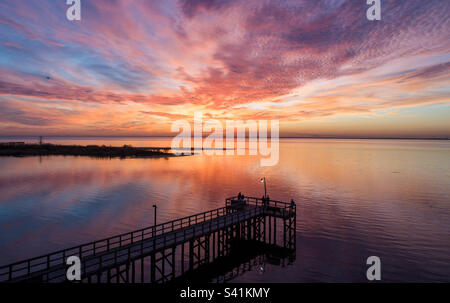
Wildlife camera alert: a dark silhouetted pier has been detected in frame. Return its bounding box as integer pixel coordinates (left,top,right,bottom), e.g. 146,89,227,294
0,197,296,283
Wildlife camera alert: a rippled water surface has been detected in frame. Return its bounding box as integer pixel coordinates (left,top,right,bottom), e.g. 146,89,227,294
0,138,450,282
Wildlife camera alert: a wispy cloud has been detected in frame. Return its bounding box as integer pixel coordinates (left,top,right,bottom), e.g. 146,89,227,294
0,0,450,136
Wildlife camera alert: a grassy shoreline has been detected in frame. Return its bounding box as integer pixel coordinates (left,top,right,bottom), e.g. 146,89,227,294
0,142,176,158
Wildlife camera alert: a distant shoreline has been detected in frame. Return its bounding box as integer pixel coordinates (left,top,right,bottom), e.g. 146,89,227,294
0,142,177,159
0,135,450,141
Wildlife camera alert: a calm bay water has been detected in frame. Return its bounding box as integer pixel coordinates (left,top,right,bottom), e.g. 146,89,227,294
0,138,450,282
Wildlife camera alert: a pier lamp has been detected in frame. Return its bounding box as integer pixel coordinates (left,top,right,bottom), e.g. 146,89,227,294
153,204,158,226
259,177,267,198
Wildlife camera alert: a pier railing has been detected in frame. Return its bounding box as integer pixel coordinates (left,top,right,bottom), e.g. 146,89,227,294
0,207,239,282
225,196,297,217
0,197,296,282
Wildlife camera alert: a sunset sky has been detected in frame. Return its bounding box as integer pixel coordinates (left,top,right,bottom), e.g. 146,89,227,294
0,0,450,137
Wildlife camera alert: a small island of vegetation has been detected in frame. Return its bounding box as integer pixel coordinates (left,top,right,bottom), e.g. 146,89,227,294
0,142,175,158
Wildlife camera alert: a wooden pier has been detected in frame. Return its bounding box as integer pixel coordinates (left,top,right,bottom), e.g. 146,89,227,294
0,197,296,283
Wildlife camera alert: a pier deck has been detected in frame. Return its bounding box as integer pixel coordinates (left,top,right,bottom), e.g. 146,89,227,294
0,197,296,283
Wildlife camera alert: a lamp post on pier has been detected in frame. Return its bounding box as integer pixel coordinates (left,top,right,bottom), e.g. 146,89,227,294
153,204,158,236
259,177,267,198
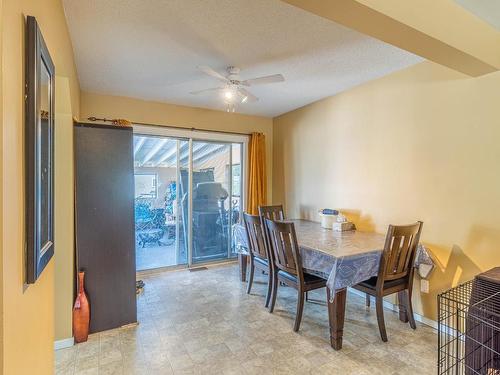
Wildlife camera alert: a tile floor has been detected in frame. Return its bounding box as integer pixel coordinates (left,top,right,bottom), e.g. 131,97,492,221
56,264,437,375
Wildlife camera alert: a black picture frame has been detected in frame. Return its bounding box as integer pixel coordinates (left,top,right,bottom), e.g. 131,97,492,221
24,16,55,284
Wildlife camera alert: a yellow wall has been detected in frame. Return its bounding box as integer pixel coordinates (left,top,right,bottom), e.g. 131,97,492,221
1,0,79,375
273,62,500,319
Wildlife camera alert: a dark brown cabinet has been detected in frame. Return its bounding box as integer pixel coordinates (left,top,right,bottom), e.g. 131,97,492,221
74,123,137,332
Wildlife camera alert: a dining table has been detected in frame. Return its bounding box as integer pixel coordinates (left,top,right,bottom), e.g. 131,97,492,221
233,220,434,350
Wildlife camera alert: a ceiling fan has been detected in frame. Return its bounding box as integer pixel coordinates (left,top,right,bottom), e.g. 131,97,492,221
190,65,285,112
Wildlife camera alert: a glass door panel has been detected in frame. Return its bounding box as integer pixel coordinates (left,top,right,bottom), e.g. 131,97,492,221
134,135,189,271
227,143,243,257
192,141,231,263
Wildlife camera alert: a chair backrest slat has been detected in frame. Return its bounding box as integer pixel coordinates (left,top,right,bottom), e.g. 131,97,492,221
265,219,303,280
379,221,423,280
243,212,268,259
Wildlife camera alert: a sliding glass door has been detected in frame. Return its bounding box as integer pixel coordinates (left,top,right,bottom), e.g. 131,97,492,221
134,135,189,270
134,129,245,270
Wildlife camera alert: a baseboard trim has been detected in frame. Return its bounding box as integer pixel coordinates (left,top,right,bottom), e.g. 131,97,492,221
348,288,438,330
54,337,75,350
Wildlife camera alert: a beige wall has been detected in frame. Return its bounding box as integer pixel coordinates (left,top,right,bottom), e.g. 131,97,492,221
273,62,500,319
1,0,79,375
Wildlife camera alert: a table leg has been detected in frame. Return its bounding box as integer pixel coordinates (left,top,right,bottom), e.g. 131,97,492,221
326,287,347,350
238,253,248,281
398,290,408,323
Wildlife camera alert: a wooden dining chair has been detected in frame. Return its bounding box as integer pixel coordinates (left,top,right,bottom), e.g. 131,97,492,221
353,221,423,342
243,212,273,307
259,204,285,225
265,219,326,332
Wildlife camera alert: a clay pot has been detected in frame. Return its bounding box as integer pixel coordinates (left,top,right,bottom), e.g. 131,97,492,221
73,271,90,343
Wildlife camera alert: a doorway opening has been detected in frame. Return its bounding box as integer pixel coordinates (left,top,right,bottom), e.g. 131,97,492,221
134,127,246,271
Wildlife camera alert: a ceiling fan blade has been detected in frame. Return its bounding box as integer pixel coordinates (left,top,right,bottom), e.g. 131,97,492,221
238,87,259,103
241,74,285,86
190,87,223,95
198,65,228,82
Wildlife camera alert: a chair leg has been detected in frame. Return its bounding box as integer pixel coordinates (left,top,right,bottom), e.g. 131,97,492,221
247,258,255,294
405,289,417,329
293,289,305,332
269,271,279,313
265,270,273,307
376,296,387,342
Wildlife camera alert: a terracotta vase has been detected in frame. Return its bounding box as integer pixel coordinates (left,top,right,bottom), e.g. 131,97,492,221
73,271,90,343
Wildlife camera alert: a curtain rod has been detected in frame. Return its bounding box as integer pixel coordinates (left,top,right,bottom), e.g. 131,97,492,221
87,117,251,136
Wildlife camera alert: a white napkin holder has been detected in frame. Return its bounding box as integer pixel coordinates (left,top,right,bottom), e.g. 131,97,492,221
332,221,356,232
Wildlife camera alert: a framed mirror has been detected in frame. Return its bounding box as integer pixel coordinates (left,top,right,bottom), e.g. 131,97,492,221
24,16,55,284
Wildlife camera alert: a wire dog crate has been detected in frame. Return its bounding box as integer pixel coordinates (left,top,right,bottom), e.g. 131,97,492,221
438,268,500,375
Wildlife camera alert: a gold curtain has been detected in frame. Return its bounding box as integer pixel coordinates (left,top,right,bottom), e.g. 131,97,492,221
246,133,267,215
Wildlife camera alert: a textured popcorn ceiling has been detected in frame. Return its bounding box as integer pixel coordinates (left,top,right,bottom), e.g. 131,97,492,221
64,0,422,117
455,0,500,31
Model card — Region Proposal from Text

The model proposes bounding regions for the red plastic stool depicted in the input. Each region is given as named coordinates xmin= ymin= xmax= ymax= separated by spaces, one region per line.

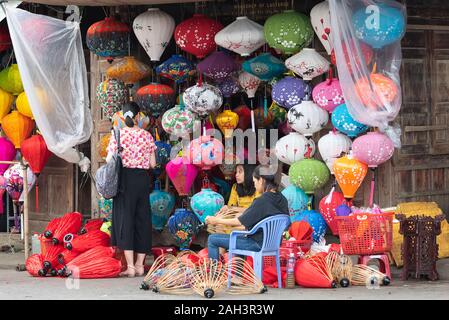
xmin=359 ymin=254 xmax=391 ymax=279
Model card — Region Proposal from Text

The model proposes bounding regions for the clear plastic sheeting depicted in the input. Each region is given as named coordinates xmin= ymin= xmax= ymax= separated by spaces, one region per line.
xmin=329 ymin=0 xmax=406 ymax=148
xmin=6 ymin=8 xmax=93 ymax=170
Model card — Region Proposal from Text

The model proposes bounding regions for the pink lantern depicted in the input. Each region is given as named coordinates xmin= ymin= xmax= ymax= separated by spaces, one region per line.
xmin=352 ymin=132 xmax=394 ymax=168
xmin=165 ymin=157 xmax=199 ymax=196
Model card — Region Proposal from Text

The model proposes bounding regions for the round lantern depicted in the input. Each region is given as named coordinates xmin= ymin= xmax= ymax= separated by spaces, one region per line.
xmin=0 ymin=64 xmax=24 ymax=96
xmin=136 ymin=83 xmax=176 ymax=117
xmin=287 ymin=101 xmax=329 ymax=137
xmin=242 ymin=52 xmax=287 ymax=81
xmin=215 ymin=17 xmax=265 ymax=57
xmin=264 ymin=10 xmax=314 ymax=54
xmin=271 ymin=77 xmax=310 ymax=110
xmin=86 ymin=17 xmax=130 ymax=62
xmin=352 ymin=132 xmax=394 ymax=168
xmin=310 ymin=0 xmax=332 ymax=55
xmin=150 ymin=180 xmax=175 ymax=231
xmin=275 ymin=132 xmax=315 ymax=165
xmin=97 ymin=79 xmax=128 ymax=119
xmin=318 ymin=131 xmax=352 ymax=174
xmin=312 ymin=78 xmax=345 ymax=113
xmin=2 ymin=111 xmax=34 ymax=149
xmin=282 ymin=185 xmax=309 ymax=222
xmin=183 ymin=83 xmax=223 ymax=117
xmin=334 ymin=154 xmax=368 ymax=199
xmin=133 ymin=8 xmax=175 ymax=61
xmin=288 ymin=159 xmax=330 ymax=194
xmin=285 ymin=48 xmax=330 ymax=81
xmin=332 ymin=104 xmax=369 ymax=138
xmin=175 ymin=14 xmax=223 ymax=59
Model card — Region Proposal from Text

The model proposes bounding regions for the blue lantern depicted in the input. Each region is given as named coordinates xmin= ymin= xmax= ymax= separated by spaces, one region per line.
xmin=242 ymin=53 xmax=287 ymax=81
xmin=282 ymin=185 xmax=309 ymax=222
xmin=332 ymin=103 xmax=369 ymax=138
xmin=352 ymin=4 xmax=405 ymax=49
xmin=150 ymin=180 xmax=175 ymax=231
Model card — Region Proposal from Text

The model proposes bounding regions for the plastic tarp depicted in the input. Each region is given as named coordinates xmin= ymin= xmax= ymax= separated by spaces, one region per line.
xmin=329 ymin=0 xmax=407 ymax=147
xmin=6 ymin=7 xmax=93 ymax=171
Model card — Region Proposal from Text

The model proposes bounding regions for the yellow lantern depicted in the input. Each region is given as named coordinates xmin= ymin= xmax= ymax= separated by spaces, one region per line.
xmin=2 ymin=111 xmax=34 ymax=149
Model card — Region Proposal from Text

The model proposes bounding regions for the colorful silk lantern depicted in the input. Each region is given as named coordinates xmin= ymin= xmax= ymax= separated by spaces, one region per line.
xmin=287 ymin=101 xmax=329 ymax=137
xmin=215 ymin=17 xmax=265 ymax=57
xmin=150 ymin=180 xmax=175 ymax=231
xmin=275 ymin=132 xmax=316 ymax=165
xmin=86 ymin=17 xmax=130 ymax=63
xmin=136 ymin=83 xmax=176 ymax=118
xmin=334 ymin=154 xmax=368 ymax=199
xmin=288 ymin=159 xmax=330 ymax=194
xmin=264 ymin=10 xmax=314 ymax=54
xmin=97 ymin=79 xmax=128 ymax=119
xmin=242 ymin=52 xmax=287 ymax=81
xmin=285 ymin=48 xmax=330 ymax=81
xmin=2 ymin=111 xmax=34 ymax=149
xmin=133 ymin=8 xmax=175 ymax=61
xmin=331 ymin=103 xmax=369 ymax=138
xmin=174 ymin=14 xmax=223 ymax=59
xmin=352 ymin=132 xmax=394 ymax=168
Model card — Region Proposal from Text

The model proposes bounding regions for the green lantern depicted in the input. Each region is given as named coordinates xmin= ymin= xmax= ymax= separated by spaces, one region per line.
xmin=264 ymin=10 xmax=314 ymax=54
xmin=288 ymin=159 xmax=330 ymax=194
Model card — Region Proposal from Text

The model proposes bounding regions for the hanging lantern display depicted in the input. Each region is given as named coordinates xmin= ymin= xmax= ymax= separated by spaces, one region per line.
xmin=0 ymin=64 xmax=24 ymax=96
xmin=175 ymin=14 xmax=223 ymax=59
xmin=271 ymin=77 xmax=310 ymax=110
xmin=183 ymin=83 xmax=223 ymax=117
xmin=282 ymin=185 xmax=309 ymax=222
xmin=197 ymin=51 xmax=239 ymax=81
xmin=331 ymin=104 xmax=369 ymax=138
xmin=285 ymin=48 xmax=330 ymax=81
xmin=275 ymin=132 xmax=316 ymax=165
xmin=242 ymin=52 xmax=287 ymax=81
xmin=136 ymin=83 xmax=176 ymax=118
xmin=97 ymin=79 xmax=128 ymax=119
xmin=150 ymin=180 xmax=175 ymax=231
xmin=156 ymin=54 xmax=195 ymax=84
xmin=352 ymin=132 xmax=394 ymax=168
xmin=106 ymin=56 xmax=151 ymax=85
xmin=287 ymin=101 xmax=329 ymax=137
xmin=133 ymin=8 xmax=175 ymax=61
xmin=2 ymin=111 xmax=34 ymax=149
xmin=264 ymin=10 xmax=314 ymax=55
xmin=239 ymin=71 xmax=261 ymax=99
xmin=318 ymin=131 xmax=352 ymax=174
xmin=86 ymin=17 xmax=130 ymax=63
xmin=310 ymin=0 xmax=332 ymax=55
xmin=288 ymin=159 xmax=330 ymax=194
xmin=334 ymin=154 xmax=368 ymax=199
xmin=165 ymin=157 xmax=199 ymax=196
xmin=215 ymin=17 xmax=265 ymax=57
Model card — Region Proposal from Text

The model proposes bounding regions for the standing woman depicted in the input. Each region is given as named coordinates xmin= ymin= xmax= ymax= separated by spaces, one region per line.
xmin=106 ymin=102 xmax=156 ymax=277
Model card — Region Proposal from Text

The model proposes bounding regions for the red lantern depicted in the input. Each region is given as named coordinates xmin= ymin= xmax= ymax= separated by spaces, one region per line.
xmin=174 ymin=14 xmax=223 ymax=59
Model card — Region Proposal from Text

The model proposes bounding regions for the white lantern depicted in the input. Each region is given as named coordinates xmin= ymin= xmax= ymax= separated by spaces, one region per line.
xmin=318 ymin=131 xmax=352 ymax=174
xmin=287 ymin=101 xmax=329 ymax=137
xmin=310 ymin=0 xmax=333 ymax=55
xmin=215 ymin=17 xmax=265 ymax=57
xmin=133 ymin=8 xmax=175 ymax=61
xmin=285 ymin=48 xmax=330 ymax=80
xmin=275 ymin=132 xmax=316 ymax=165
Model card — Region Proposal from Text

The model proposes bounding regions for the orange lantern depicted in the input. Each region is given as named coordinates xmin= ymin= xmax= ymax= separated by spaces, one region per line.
xmin=334 ymin=154 xmax=368 ymax=199
xmin=2 ymin=111 xmax=34 ymax=149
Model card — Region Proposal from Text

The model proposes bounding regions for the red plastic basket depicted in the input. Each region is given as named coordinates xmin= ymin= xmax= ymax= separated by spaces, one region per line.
xmin=336 ymin=212 xmax=394 ymax=255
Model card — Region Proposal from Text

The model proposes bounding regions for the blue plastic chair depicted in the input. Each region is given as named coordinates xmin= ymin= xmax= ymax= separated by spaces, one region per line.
xmin=228 ymin=214 xmax=290 ymax=288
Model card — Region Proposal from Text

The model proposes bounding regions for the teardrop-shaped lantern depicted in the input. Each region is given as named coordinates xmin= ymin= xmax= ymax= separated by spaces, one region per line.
xmin=133 ymin=8 xmax=175 ymax=61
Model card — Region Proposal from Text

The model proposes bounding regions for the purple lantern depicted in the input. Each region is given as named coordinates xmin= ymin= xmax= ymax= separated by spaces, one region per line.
xmin=271 ymin=77 xmax=311 ymax=110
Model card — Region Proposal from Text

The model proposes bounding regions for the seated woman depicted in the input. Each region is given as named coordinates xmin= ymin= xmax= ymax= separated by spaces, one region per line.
xmin=206 ymin=166 xmax=288 ymax=260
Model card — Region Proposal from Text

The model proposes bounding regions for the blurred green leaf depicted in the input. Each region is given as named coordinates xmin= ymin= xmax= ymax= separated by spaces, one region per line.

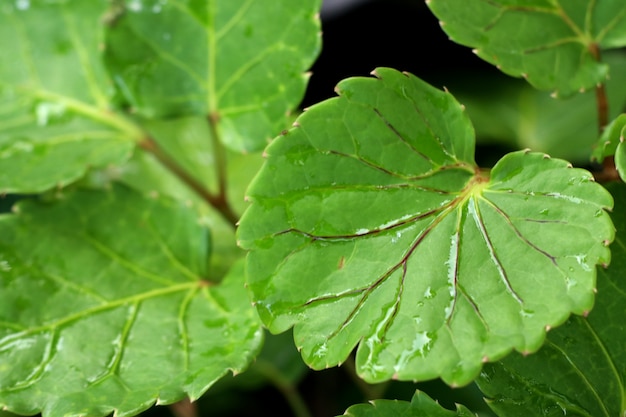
xmin=591 ymin=114 xmax=626 ymax=181
xmin=426 ymin=0 xmax=626 ymax=96
xmin=238 ymin=68 xmax=614 ymax=385
xmin=0 ymin=0 xmax=142 ymax=194
xmin=0 ymin=187 xmax=262 ymax=417
xmin=343 ymin=391 xmax=476 ymax=417
xmin=446 ymin=53 xmax=626 ymax=162
xmin=477 ymin=183 xmax=626 ymax=417
xmin=89 ymin=116 xmax=263 ymax=280
xmin=105 ymin=0 xmax=320 ymax=151
xmin=591 ymin=114 xmax=626 ymax=163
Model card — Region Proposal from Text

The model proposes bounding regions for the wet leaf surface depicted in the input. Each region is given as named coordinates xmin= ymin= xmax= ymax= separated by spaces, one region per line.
xmin=343 ymin=391 xmax=476 ymax=417
xmin=477 ymin=184 xmax=626 ymax=417
xmin=238 ymin=68 xmax=614 ymax=385
xmin=105 ymin=0 xmax=320 ymax=151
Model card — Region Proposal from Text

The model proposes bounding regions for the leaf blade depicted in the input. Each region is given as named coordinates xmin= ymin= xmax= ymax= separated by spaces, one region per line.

☆ ☆ ☆

Goal:
Rewrite everything from the line containing "Wildlife camera alert: a dark brown" down to the line containing "398,290,408,323", replacing "beige" with "cream" and changing nothing else.

Task solution:
Wildlife camera alert: a dark brown cabinet has been detected in frame. Return its bounding box as integer pixel coordinates (left,top,right,bottom), e.g. 131,97,492,221
74,123,137,332
Wildlife camera alert: a dining table has been detected in frame. Return its bounding box as integer pixel coordinates (left,top,right,bottom), e.g. 131,97,492,221
233,220,434,350
Wildlife camera alert: a ceiling fan has been detected in frame. Return its bounding box as integer pixel coordinates (left,top,right,bottom), e.g. 131,97,492,221
190,65,285,112
Wildlife camera alert: a glass door panel has been detected in frame. Return its bounding box as integer pixel coordinates (left,top,right,bottom), e.g. 131,97,492,221
134,135,189,271
227,143,243,257
192,141,231,263
Wildlife camera alert: a chair backrest slat has been detected in frame. Return its bounding box as integer pixel coordinates (left,top,right,bottom), e.g. 131,97,492,221
265,219,303,280
379,221,423,280
243,212,268,259
Wildlife camera alert: a sliding glass door has been detected in frame. Return its bounding box as integer pixel coordinates (left,top,right,bottom), e.g. 131,97,492,221
134,135,189,270
134,129,245,270
Wildlife camera alert: a baseboard trim has been detected in frame. Return its bounding box as integer pixel coordinates (left,top,right,bottom), e.g. 131,97,492,221
348,288,438,330
54,337,75,350
Wildlife camera alert: a cream wall has been detected in frame. Return its bounding box as integer pixel coordinates (left,top,right,bottom), e.g. 131,97,492,221
273,62,500,319
1,0,79,375
Wildlife camera alert: a table leg has been detected in frame. Return its bounding box as integer pixel coordinates (left,top,right,bottom), e.g. 131,97,492,221
326,287,347,350
238,253,248,281
398,290,408,323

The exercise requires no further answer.